§ Directions for this task: Write out the full listing below exactly as given.

§ Supplied data:
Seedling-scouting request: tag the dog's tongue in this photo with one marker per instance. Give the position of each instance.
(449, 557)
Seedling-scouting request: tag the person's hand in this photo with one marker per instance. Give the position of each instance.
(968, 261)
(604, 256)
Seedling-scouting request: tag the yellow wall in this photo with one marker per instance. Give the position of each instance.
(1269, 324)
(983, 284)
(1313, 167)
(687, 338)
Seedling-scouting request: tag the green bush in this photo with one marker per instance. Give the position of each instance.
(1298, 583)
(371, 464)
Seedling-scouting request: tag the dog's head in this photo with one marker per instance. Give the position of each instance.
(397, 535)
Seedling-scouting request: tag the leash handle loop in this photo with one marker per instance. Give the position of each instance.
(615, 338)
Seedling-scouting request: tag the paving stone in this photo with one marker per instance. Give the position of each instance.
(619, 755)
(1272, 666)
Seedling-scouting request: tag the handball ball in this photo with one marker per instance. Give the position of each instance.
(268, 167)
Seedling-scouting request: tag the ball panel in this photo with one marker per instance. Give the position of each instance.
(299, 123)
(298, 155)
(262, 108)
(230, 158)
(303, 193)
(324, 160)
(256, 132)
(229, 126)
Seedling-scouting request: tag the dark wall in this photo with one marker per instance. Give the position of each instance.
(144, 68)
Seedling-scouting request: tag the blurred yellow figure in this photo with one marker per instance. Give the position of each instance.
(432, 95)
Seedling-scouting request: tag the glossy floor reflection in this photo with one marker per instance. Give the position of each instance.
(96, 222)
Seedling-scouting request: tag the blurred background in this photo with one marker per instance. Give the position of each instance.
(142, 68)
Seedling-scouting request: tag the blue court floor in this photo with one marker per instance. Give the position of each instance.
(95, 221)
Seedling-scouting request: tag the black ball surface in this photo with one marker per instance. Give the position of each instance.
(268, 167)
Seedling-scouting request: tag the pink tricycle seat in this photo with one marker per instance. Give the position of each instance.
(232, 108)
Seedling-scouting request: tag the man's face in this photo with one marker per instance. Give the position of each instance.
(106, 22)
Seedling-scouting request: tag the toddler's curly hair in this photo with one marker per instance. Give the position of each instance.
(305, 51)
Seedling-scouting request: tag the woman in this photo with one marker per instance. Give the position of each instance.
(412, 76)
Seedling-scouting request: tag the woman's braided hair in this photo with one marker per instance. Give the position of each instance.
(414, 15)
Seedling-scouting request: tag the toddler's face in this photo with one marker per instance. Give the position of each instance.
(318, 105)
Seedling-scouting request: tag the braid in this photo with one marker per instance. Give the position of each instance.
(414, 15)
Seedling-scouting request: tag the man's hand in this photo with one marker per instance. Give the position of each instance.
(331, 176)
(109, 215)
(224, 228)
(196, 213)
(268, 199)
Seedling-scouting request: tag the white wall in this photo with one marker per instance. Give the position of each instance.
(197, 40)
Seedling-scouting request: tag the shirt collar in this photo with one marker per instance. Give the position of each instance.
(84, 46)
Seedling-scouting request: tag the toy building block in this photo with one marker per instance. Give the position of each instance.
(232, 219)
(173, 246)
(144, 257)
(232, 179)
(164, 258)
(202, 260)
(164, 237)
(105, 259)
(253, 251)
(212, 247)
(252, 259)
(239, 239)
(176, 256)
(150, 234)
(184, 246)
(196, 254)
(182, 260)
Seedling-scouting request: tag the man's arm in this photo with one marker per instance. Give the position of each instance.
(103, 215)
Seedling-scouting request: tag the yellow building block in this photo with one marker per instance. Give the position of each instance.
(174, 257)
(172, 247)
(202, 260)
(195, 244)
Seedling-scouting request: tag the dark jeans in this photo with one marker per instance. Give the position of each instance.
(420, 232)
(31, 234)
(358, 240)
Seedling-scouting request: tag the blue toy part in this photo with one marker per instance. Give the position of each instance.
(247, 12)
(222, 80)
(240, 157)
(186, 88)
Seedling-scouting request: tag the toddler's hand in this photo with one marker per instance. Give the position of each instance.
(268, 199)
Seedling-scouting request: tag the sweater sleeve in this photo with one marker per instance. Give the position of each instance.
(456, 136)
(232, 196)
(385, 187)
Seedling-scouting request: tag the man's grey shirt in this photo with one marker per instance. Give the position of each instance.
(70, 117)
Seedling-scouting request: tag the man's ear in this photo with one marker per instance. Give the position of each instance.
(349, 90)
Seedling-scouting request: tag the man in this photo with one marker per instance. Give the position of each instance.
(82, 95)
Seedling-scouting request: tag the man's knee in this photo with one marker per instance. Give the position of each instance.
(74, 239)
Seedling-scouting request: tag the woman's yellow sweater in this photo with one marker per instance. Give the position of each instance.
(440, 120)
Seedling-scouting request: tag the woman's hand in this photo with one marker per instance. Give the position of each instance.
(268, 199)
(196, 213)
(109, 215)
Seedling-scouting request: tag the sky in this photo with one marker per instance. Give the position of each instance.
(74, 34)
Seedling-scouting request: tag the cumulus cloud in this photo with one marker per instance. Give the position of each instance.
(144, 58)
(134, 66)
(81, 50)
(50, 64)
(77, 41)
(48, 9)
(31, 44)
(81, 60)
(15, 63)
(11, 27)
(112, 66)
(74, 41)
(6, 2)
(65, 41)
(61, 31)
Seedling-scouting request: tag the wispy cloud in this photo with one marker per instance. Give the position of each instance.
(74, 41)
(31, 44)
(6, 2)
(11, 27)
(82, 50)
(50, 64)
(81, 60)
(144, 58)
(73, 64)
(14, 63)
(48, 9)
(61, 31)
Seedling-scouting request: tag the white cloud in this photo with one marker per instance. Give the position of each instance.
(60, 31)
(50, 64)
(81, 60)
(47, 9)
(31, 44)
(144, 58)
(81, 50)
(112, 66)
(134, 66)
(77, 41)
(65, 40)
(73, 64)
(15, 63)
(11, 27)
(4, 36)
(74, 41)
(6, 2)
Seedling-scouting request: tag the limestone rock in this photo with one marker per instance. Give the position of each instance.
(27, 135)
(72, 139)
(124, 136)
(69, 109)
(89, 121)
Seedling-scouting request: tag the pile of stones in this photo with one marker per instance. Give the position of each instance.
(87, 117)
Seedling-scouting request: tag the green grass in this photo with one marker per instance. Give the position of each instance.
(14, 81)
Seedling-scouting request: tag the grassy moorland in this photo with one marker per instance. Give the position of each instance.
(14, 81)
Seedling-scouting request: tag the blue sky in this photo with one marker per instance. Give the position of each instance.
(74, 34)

§ The answer:
Seedling-scouting request: tag the dog's tongue in this photo with one marker per instance. Give the position of each instance.
(449, 557)
Seedling-scouting request: tag the person's hand in this photo with one marker per instance. Give the position of each instance.
(968, 261)
(604, 256)
Seedling-scouting request: tag the yellow wall in this photo with one marker per instance. Give the position of each instance.
(1269, 324)
(983, 284)
(1313, 167)
(687, 338)
Seedling-scouting request: tag the green bush in this photo with one marker per instance. Give the position of each instance.
(1298, 583)
(371, 464)
Seedling-scouting request: tag the dog's head in this photo with one marker per instance. Give the position of each instance.
(397, 535)
Seedling-scouting request: tag the leash handle loop in this photo with one marker per instance. Give the position of each instance.
(615, 338)
Seedling-scouting request: tag the paving stone in this photo with one marker per instance. Give the position of each instance.
(619, 755)
(1272, 666)
Seedling-scouting request: tag the handball ball in this photo with one marker per instance. Give the position of each instance.
(268, 167)
Seedling-scouting request: tag the ball panel in this photo with one marker per instance. Give the position of each instance.
(299, 123)
(298, 155)
(262, 108)
(230, 158)
(303, 193)
(324, 160)
(256, 132)
(229, 126)
Seedling-scouting request: tag the dark wall in this photo with one marker per instance. Give the position of each instance.
(144, 68)
Seedling-scouting request: tag the blurred yellow figure in this photo with one marker per instance. Give the position of each instance.
(432, 95)
Seedling-scouting request: tag the glossy floor reflection in this photo with one marker per instance. Give the position of each instance.
(96, 222)
Seedling-scouting request: tag the blurred background in this photo with one marker per instance. Give the position of each instance.
(142, 68)
Seedling-scouting request: tag the blue court floor in this photo with one marker per instance. Give the position of each instance.
(95, 221)
Seedling-scouting request: tag the black ball surface in this photo with one marker per instance. Give the position of each instance.
(268, 167)
Seedling-scouting request: tag the pink tricycle seat in this photo with one marker per instance. Give the position of each instance.
(232, 108)
Seedling-scouting request: tag the man's face in this photo with one marker per instance. Give the position of each instance.
(106, 22)
Seedling-scouting request: tag the toddler's curly hair in this photo with one marker per instance. Give the position of each instance.
(305, 51)
Seedling-scouting request: tag the woman in this photo with one marker per instance. Give the position of each instance.
(412, 76)
Seedling-scouting request: tag the woman's braided hair in this photo with one marker per instance. Give the position of each instance.
(414, 15)
Seedling-scouting request: tag the toddler's face in this photo with one marker per instance. Give the position of each instance.
(318, 105)
Seedling-scouting request: tag the braid in this photo with one marker per instance. Give the position of each instance.
(414, 15)
Seedling-scouting request: tag the man's hand in this photo with one marker per instance. Give the position of each instance.
(331, 176)
(109, 215)
(224, 228)
(196, 213)
(268, 199)
Seedling-scouting request: tag the white wall in this photo with one marker per instance. Give the position of each instance.
(197, 40)
Seedling-scouting request: tag the shirt collar in this photo with one marker per instance. Give the position of each instance.
(84, 46)
Seedling-scouting request: tag the toy building block in this photo with one marker per instance. Give the position of each instance.
(232, 219)
(173, 246)
(144, 257)
(232, 179)
(164, 258)
(202, 260)
(164, 237)
(105, 259)
(253, 251)
(212, 247)
(252, 259)
(239, 239)
(176, 256)
(150, 234)
(184, 246)
(196, 254)
(182, 260)
Seedling-scouting request: tag the man's arm in this photo with one marker per instance. Give the position of each instance.
(103, 215)
Seedling-scouting request: tag the yellow building block in this photo with one marker per instance. Give the position of each instance.
(174, 257)
(172, 247)
(202, 260)
(195, 244)
Seedling-scouting request: tag the dark jeans in this photo with one marker per instance. Give the position of each instance.
(420, 232)
(31, 234)
(358, 240)
Seedling-scouting request: tag the blue toy part in this photo with one marker per instance. Give the position of each instance.
(247, 12)
(222, 80)
(240, 157)
(186, 88)
Seedling-scouting request: tag the toddler's hand in this photo with one marker per instance. Give the position of each instance.
(268, 199)
Seedling-scouting request: tag the sweater sleeve in this photo with one marker per instance. Give the position of each instance.
(456, 136)
(232, 196)
(385, 187)
Seedling-scouting request: tag the man's grey shirt in this photo with one marker per instance. Give the position of each instance.
(70, 117)
Seedling-scouting request: tag the man's ear in this photo with one marker per instance. Give the position of each instance.
(349, 90)
Seedling-scouting request: tag the man in this photo with one marker per instance. Give the position of each instance.
(82, 95)
Seedling-scouting request: tag the man's knee in this photo with one marker per instance. Give the position of each instance.
(74, 239)
Seedling-scouting request: tag the woman's yellow sweater in this photo with one marker per instance. Give the position of each instance.
(440, 120)
Seedling-scouting request: tag the woman's hand in this photo with one marker per instance. Give the position of each instance.
(268, 199)
(196, 213)
(109, 215)
Seedling-scouting request: tag the sky in this photo with one marker per instance. Give the position of each instance.
(74, 34)
Seedling-scouting request: tag the cumulus cloud in this photo with one marker per instance. Give the position of each instance.
(144, 58)
(134, 66)
(81, 50)
(50, 64)
(77, 41)
(48, 9)
(31, 44)
(81, 60)
(15, 63)
(11, 27)
(112, 66)
(74, 41)
(6, 2)
(65, 41)
(61, 31)
Seedling-scouting request: tag the wispy cloud in this photo with one marker per instance. Give the position of each instance.
(74, 41)
(31, 44)
(6, 2)
(11, 27)
(82, 50)
(50, 64)
(81, 60)
(144, 58)
(73, 64)
(14, 63)
(48, 9)
(61, 31)
Seedling-scouting request: tag the white cloud in this photo with one marker per instance. Give the position of each instance.
(60, 31)
(50, 64)
(81, 60)
(47, 9)
(31, 44)
(144, 58)
(81, 50)
(112, 66)
(134, 66)
(77, 41)
(65, 40)
(73, 64)
(15, 63)
(11, 27)
(4, 36)
(74, 41)
(6, 2)
Seedling-scouting request: tag the limestone rock in this photo with one marker per instance. Give the position of each instance.
(27, 135)
(72, 139)
(124, 136)
(69, 109)
(89, 121)
Seedling-scouting request: tag the pile of stones in this photo with one marker per instance. Give the position of each instance.
(87, 117)
Seedling-scouting request: tag the green grass in this photo with one marker per instance. Give the position of each instance.
(14, 81)
Seedling-scouting request: tag the grassy moorland in this photo with one marker per instance. Give the position of each instance.
(14, 81)
Seedling-scouting request: tag the blue sky in this photo with one marker per instance. Give the position of each instance.
(74, 34)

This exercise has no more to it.